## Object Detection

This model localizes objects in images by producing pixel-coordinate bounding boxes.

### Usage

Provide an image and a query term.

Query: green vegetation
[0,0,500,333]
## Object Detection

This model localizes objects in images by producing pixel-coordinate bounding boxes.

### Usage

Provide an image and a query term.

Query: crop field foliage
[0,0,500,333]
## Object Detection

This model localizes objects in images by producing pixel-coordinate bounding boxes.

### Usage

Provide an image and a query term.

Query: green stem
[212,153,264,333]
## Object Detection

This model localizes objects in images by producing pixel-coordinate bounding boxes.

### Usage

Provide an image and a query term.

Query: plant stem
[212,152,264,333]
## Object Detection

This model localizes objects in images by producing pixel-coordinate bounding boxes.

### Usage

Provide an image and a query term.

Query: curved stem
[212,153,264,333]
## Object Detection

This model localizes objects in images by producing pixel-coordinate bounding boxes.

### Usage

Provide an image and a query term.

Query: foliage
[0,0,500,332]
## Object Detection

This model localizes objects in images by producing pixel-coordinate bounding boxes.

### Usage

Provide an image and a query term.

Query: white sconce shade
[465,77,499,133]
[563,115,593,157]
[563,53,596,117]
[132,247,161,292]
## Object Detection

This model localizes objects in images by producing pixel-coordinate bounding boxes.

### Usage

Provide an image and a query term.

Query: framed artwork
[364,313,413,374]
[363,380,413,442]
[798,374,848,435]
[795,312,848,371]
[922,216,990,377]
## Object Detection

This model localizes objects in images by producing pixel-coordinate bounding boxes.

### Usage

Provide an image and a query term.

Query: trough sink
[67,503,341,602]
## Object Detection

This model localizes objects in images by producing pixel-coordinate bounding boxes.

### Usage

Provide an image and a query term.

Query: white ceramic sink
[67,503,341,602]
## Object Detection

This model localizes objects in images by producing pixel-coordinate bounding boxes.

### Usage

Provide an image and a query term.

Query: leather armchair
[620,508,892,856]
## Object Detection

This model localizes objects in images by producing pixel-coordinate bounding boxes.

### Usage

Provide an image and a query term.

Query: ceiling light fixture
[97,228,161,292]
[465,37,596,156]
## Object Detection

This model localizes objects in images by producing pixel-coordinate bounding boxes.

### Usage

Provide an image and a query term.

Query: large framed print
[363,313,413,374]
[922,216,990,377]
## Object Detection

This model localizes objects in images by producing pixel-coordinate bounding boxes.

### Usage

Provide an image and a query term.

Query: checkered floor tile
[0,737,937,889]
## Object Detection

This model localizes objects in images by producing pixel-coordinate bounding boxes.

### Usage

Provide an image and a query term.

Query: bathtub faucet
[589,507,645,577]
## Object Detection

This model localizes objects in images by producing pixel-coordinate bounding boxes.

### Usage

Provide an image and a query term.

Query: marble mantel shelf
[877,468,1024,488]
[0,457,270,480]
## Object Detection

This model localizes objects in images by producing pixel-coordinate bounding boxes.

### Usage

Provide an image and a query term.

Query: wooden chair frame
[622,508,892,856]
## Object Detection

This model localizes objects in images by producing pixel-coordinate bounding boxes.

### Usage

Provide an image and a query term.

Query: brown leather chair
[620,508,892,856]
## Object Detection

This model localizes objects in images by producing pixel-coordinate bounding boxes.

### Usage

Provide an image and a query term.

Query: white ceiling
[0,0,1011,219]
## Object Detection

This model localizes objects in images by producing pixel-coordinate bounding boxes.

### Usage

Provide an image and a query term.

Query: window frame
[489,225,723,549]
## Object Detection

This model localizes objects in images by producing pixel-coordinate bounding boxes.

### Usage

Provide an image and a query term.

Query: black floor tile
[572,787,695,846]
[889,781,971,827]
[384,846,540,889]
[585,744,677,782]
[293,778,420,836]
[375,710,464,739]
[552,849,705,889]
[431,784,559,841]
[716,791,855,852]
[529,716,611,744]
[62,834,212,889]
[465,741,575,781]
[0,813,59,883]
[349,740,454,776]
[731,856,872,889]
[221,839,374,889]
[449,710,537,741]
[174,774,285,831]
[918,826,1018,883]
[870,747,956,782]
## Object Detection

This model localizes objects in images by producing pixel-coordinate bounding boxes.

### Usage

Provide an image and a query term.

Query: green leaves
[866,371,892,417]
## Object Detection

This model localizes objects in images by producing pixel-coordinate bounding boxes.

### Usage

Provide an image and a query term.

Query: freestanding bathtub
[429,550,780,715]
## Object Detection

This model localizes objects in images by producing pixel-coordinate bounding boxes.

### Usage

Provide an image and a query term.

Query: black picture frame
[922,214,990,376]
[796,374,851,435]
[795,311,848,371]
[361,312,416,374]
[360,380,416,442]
------------
• **WORK TO COMPLETE**
Find every line in the listing that contains the string "black", and copy each one. Case counts.

• **SOLUTION TO THE EXERCISE**
Query: black floor tile
Query: black picture frame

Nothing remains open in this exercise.